[start Record set]

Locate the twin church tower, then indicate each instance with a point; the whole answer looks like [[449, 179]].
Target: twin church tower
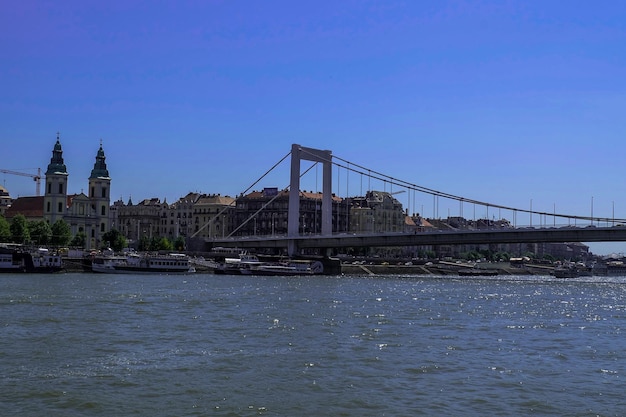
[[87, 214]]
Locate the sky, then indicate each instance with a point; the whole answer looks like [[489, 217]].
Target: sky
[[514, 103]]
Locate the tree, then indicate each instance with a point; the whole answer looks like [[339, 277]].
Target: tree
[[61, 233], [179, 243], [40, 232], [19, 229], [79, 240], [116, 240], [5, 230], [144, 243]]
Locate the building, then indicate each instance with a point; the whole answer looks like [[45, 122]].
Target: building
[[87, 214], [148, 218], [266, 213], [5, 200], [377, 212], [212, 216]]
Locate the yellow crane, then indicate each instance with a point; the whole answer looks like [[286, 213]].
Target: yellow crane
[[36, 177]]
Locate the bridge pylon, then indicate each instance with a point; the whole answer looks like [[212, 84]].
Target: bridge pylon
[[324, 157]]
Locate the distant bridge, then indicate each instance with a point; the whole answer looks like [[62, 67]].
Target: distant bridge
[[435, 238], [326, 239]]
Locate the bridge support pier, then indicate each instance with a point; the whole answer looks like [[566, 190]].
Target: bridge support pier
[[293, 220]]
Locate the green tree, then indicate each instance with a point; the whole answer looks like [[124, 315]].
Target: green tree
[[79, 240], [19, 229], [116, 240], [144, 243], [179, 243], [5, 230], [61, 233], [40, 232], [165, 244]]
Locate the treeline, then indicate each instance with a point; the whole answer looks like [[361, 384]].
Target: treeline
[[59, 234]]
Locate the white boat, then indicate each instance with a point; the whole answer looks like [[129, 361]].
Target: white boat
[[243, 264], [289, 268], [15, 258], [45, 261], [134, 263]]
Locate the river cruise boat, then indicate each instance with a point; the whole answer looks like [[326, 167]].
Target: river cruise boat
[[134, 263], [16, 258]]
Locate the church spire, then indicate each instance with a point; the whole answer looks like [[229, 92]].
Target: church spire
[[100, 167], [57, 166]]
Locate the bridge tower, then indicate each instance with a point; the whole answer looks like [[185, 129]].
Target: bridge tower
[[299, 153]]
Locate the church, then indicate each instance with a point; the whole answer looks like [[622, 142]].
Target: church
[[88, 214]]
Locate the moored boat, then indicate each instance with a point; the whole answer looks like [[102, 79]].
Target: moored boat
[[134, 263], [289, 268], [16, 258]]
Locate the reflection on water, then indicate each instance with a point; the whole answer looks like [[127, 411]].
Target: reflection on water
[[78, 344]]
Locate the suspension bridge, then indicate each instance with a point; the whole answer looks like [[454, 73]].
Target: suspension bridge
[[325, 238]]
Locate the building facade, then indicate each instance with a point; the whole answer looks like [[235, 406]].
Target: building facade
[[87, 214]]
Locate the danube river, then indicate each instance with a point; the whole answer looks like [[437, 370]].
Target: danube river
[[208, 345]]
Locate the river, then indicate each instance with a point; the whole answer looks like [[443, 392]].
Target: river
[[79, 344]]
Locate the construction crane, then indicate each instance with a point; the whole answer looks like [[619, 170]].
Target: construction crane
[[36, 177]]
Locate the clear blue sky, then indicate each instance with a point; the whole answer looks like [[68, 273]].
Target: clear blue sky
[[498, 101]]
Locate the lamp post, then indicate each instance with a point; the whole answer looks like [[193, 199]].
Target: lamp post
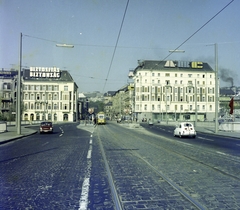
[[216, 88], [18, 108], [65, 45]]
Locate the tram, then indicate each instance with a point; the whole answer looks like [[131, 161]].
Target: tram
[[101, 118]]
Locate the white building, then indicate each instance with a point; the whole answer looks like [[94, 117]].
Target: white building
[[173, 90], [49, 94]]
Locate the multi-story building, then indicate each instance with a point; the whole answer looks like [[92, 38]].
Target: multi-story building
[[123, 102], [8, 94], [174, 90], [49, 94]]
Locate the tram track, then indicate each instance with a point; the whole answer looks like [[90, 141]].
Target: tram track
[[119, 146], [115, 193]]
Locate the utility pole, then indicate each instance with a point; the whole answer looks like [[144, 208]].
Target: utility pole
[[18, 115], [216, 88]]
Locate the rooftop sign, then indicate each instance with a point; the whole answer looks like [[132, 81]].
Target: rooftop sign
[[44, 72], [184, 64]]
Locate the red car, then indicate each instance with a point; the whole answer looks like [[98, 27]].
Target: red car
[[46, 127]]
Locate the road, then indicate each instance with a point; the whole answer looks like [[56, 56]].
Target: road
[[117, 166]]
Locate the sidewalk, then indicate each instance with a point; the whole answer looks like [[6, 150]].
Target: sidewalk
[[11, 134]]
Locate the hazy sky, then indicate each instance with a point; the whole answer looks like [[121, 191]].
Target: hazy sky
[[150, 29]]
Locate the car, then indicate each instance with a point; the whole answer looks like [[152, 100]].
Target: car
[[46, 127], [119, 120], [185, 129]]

[end Record set]
[start Record set]

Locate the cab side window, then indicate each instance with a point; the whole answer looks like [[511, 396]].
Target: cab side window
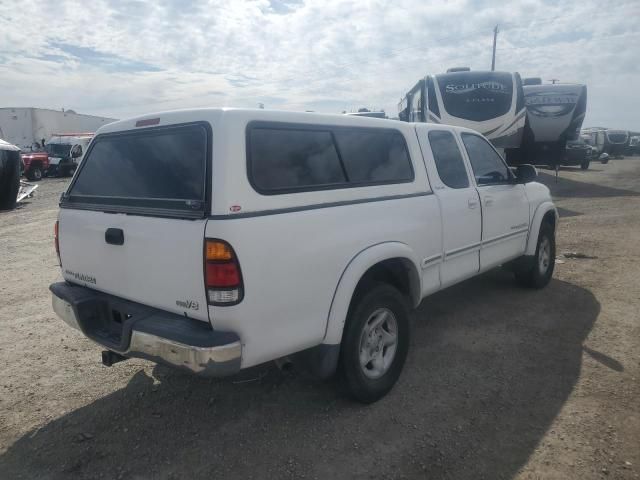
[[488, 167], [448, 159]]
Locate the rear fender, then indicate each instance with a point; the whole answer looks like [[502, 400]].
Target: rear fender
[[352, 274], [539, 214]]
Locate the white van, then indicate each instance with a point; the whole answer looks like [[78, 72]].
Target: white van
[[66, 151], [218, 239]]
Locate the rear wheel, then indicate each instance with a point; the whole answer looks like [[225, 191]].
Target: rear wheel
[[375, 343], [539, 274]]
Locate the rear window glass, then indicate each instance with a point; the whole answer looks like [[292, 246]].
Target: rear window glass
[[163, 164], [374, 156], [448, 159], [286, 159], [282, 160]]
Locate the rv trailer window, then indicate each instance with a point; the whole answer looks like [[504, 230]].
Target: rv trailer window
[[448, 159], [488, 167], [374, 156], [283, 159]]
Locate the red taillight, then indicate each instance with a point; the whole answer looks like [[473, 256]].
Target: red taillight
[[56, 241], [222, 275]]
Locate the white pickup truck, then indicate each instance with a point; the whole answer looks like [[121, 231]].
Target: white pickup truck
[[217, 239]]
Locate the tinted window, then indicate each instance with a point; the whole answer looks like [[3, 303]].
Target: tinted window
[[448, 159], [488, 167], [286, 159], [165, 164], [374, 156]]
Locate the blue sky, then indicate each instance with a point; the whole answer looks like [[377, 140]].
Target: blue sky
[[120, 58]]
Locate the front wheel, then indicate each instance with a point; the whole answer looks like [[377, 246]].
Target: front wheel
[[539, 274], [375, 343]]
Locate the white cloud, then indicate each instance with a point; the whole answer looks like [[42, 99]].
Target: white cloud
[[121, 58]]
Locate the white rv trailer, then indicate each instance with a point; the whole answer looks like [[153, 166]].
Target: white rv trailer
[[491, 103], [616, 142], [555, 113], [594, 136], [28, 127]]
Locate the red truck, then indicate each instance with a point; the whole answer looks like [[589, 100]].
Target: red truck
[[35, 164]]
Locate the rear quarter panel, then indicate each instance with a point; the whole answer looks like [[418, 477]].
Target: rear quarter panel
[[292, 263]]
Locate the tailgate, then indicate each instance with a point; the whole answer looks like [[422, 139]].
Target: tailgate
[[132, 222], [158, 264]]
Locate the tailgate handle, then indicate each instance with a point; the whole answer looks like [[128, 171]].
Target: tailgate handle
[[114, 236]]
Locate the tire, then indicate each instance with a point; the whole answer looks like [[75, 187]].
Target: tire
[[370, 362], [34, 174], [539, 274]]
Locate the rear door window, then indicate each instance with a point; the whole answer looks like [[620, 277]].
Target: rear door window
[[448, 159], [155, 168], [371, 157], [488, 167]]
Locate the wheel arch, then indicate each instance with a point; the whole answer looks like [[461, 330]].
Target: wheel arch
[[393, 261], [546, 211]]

[end Record set]
[start Record set]

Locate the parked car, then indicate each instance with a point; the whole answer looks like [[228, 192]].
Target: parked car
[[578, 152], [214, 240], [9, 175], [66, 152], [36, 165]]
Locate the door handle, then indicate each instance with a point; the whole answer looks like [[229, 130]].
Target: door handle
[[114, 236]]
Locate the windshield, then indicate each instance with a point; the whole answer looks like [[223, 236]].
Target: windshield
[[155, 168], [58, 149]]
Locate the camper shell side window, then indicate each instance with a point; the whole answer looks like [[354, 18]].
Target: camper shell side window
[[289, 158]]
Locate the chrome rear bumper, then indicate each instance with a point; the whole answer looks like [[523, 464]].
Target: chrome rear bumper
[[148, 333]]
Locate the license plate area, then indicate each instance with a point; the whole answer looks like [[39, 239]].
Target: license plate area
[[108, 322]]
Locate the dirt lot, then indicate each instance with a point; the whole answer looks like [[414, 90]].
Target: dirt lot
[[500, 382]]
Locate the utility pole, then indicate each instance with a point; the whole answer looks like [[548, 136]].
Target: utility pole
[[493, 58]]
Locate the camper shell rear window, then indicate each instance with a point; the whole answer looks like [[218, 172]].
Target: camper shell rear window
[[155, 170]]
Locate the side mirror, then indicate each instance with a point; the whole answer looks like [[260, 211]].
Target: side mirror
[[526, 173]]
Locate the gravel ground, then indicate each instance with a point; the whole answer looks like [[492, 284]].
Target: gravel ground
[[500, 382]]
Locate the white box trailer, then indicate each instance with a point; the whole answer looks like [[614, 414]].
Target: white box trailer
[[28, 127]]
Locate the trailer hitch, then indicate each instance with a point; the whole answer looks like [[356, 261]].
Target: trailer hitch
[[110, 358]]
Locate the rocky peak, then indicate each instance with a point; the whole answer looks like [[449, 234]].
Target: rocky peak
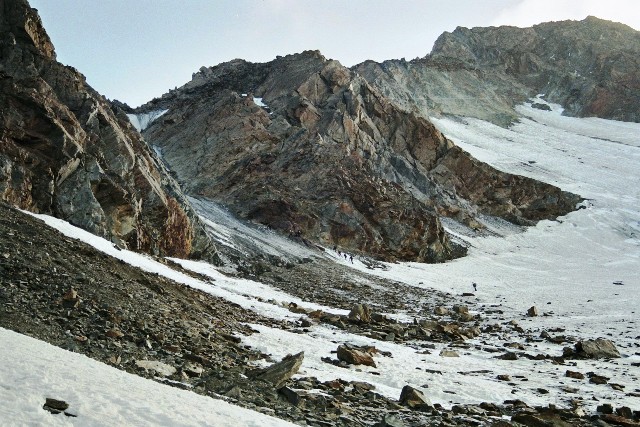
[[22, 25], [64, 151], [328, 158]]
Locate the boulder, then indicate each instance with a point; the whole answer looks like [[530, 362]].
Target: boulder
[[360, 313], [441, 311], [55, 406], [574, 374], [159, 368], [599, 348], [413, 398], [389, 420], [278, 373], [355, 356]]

[end Record set]

== Exercise description ==
Please write out, word for word, the lines of the records starting with the line that contains "Locate the lamp" and going on through the line that contains "[[216, 88], [18, 108], [65, 45]]", with both of those lines included. Leave the pictures out of your copy.

== Task response ==
Locate the lamp post, then indicate each instance with a point; the whole answer looks like [[193, 199]].
Target: lamp post
[[216, 88], [18, 108], [65, 45]]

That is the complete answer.